Quoted passage:
.....

The secretive Syrian-N. Korean alliance
Overseas sources show the history and scale of missile cooperation.
Photo: AP [file]
Global media speculation centering on a North Korean-flagged freighter that docked in the Syrian port of Tartus three days before the alleged September 6 IAF strike on Syrian territory has focused the world's attention on the mysterious port. In fact, published sources demonstrate the centrality of Tartus to a prolonged history of secretive military cooperation between the two countries.
Two Web sites list the Al-Hamad freighter as having docked at Tartus on September 3, flying North Korean colors. A third Web site, run by the Egyptian Transportation Ministry, says the Al-Hamad docked in the Nile Delta one month earlier and later passed by the northern Lebanese port of Tripoli.
The Al-Hamad is believed to be a 42-year-old, 1,700-ton general-purpose freighter. Its cargo on the fateful voyage was listed as cement. The origin of the freighter, according to one report, has been removed from Web sites that track shipping movements.
According to Russian sources, the London-based Almashad Alsiasi publication and the AXIS Global Research and Analysis Web site, Tartus is one of the bases where Syrian Scud missile launchers (Transporter-Elevator-Launcher vehicles) are stationed. Most of the launchers were brought to the port from North Korea or built using North Korean blueprints and parts.

.....

Your task: Say whether each statement agrees with the article on Syrian–North Korean missile cooperation, answering yes or no and quoting the words that decide it. (a) According to two Web sites, the Al-Hamad docked at Tartus on September 3 under North Korean colors. (b) The freighter's cargo on the voyage was listed as fertilizer. (c) Most of the Scud launchers at Tartus were designed and built in Syria without outside help.

Data excerpt:
.....

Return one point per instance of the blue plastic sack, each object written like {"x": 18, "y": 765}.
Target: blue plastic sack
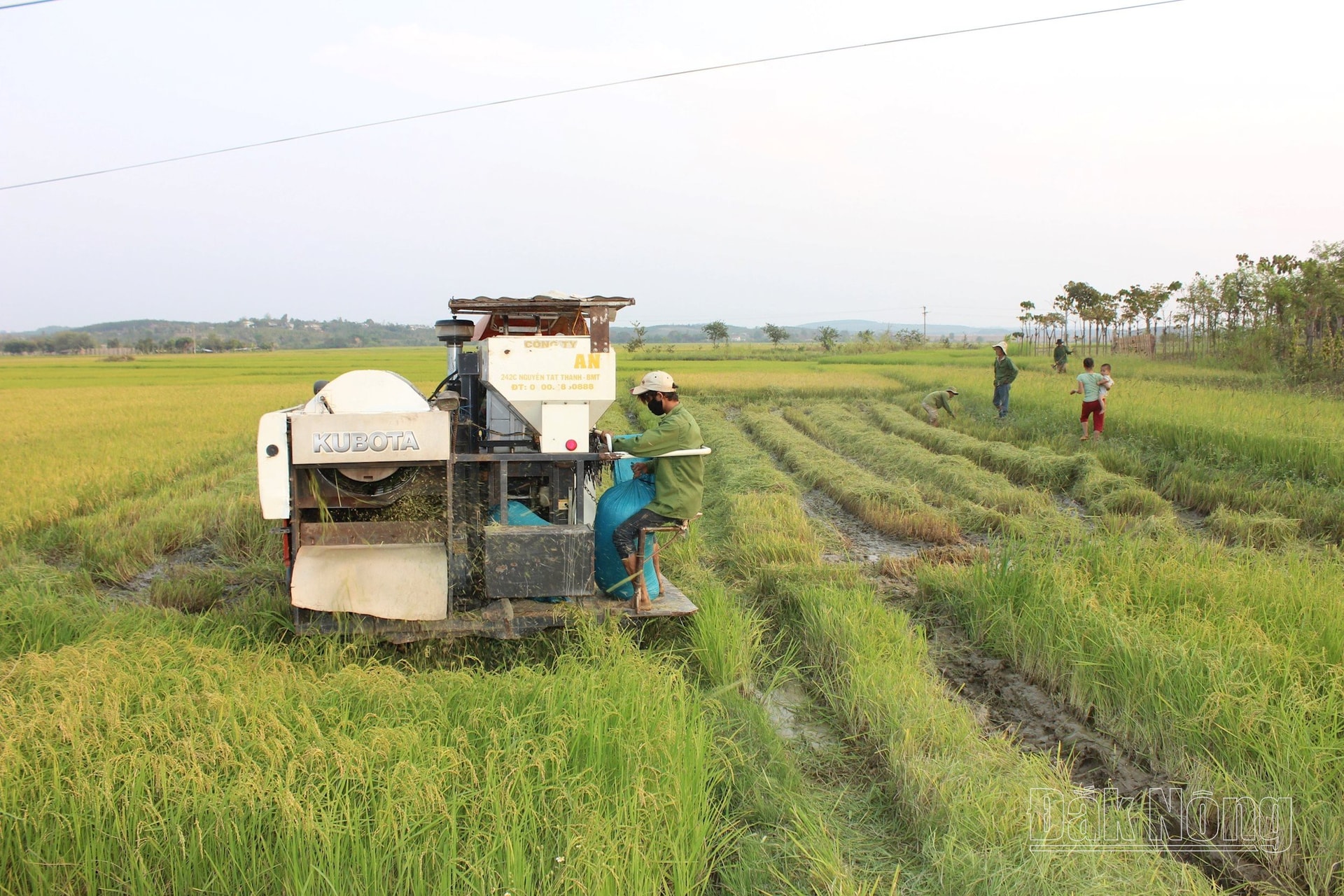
{"x": 619, "y": 504}
{"x": 518, "y": 514}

.....

Worked answer:
(a) Yes: "Two Web sites list the Al-Hamad freighter as having docked at Tartus on September 3, flying North Korean colors."
(b) No: "Its cargo on the fateful voyage was listed as cement."
(c) No: "Most of the launchers were brought to the port from North Korea or built using North Korean blueprints and parts."